* BEGIN Source material *

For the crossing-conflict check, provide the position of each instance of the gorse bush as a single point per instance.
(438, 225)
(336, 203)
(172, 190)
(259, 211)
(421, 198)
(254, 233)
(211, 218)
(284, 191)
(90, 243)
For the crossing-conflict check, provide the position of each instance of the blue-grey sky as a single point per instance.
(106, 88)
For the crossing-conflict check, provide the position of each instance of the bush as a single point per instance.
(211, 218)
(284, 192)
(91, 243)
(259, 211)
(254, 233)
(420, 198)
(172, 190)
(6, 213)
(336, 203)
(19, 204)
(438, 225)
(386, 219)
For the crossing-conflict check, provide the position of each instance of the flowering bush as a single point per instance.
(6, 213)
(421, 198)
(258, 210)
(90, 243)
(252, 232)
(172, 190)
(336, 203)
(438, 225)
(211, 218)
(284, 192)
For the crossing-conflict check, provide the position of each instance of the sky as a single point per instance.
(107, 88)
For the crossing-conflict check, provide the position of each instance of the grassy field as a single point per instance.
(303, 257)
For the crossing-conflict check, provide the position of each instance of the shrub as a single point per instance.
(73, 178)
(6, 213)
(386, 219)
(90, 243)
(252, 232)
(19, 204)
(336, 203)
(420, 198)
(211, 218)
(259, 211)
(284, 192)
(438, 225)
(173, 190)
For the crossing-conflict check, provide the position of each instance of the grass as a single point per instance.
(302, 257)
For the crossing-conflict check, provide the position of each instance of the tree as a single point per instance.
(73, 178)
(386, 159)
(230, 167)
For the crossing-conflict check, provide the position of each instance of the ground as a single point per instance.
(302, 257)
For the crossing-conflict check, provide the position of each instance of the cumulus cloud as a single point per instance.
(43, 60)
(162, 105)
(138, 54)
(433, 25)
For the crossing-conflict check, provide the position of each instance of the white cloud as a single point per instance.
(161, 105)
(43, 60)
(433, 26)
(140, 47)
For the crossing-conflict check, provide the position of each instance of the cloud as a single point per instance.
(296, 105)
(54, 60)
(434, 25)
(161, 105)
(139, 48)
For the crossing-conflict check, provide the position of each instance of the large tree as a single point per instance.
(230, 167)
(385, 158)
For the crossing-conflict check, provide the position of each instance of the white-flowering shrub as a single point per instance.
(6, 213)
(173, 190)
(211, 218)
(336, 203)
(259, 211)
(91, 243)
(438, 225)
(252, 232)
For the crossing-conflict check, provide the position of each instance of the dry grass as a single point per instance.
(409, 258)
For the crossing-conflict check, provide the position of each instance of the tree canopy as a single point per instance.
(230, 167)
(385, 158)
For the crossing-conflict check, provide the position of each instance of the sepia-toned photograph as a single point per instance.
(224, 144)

* END Source material *

• [What needs to be done]: Reproduce the data above in full, substituting "overlap audit" for every occurrence of "crossing-conflict check" and leaving everything else unchanged.

• [Task response]:
For the overlap audit, provide the position of each instance of the gorse bush as a single point per instance.
(438, 225)
(336, 203)
(172, 190)
(259, 211)
(421, 198)
(254, 233)
(211, 218)
(284, 191)
(90, 243)
For the overlap audit, provide the position of each instance of the blue-grey sky as a single point per instance.
(106, 88)
For the overlap audit, provide the position of each instance of the bush as a single point per instance.
(211, 218)
(284, 192)
(91, 243)
(259, 211)
(254, 233)
(420, 198)
(172, 190)
(6, 213)
(336, 203)
(19, 204)
(438, 225)
(386, 219)
For the overlap audit, provide the position of each instance of the flowering bush as a single point per instance.
(6, 213)
(421, 198)
(258, 210)
(90, 243)
(252, 232)
(172, 190)
(336, 203)
(438, 225)
(211, 218)
(284, 192)
For the overlap audit, provide the position of each instance of the sky as a single point per instance.
(107, 88)
For the overlap audit, provide the position of each instance of the grassy field as a single point per instance.
(303, 257)
For the overlap audit, provide the position of each instance of the shrub as a single point per instance.
(73, 178)
(6, 213)
(386, 219)
(90, 243)
(252, 232)
(19, 204)
(336, 203)
(420, 198)
(211, 218)
(259, 211)
(284, 192)
(438, 225)
(173, 190)
For the overlap audit, provide the position of each instance of the grass as a single point per instance.
(302, 257)
For the overlap audit, provide the position of each instance of the tree as a single point per instance.
(73, 178)
(386, 159)
(230, 167)
For the overlap audit, provide the position of each instance of the ground as a single point per instance.
(302, 257)
For the overlap audit, provide the position of each instance of the cumulus cloud as a single point per instance.
(43, 60)
(162, 105)
(138, 54)
(433, 25)
For the overlap audit, provide the position of each instance of the white cloud as a single point per instance.
(161, 105)
(43, 60)
(433, 26)
(140, 47)
For the overlap audit, provide the position of each instance of the cloud as a single point per instance.
(296, 105)
(54, 60)
(434, 25)
(161, 105)
(139, 48)
For the overlap audit, provide the position of each instance of the large tree as a single point per instance.
(230, 167)
(385, 158)
For the overlap audit, provide the position of each instance of the white-flowering shrub as a single point per instance.
(6, 213)
(173, 190)
(211, 218)
(336, 203)
(259, 211)
(91, 243)
(438, 225)
(252, 232)
For the overlap audit, provide the position of each instance of the dry grass as a single point per instance.
(409, 258)
For the overlap audit, provide the position of each instance of the tree canopy as a single point per instance.
(230, 167)
(385, 158)
For the overlap audit, provide the position of each instance of the sepia-toned photograph as a single point per instance.
(224, 144)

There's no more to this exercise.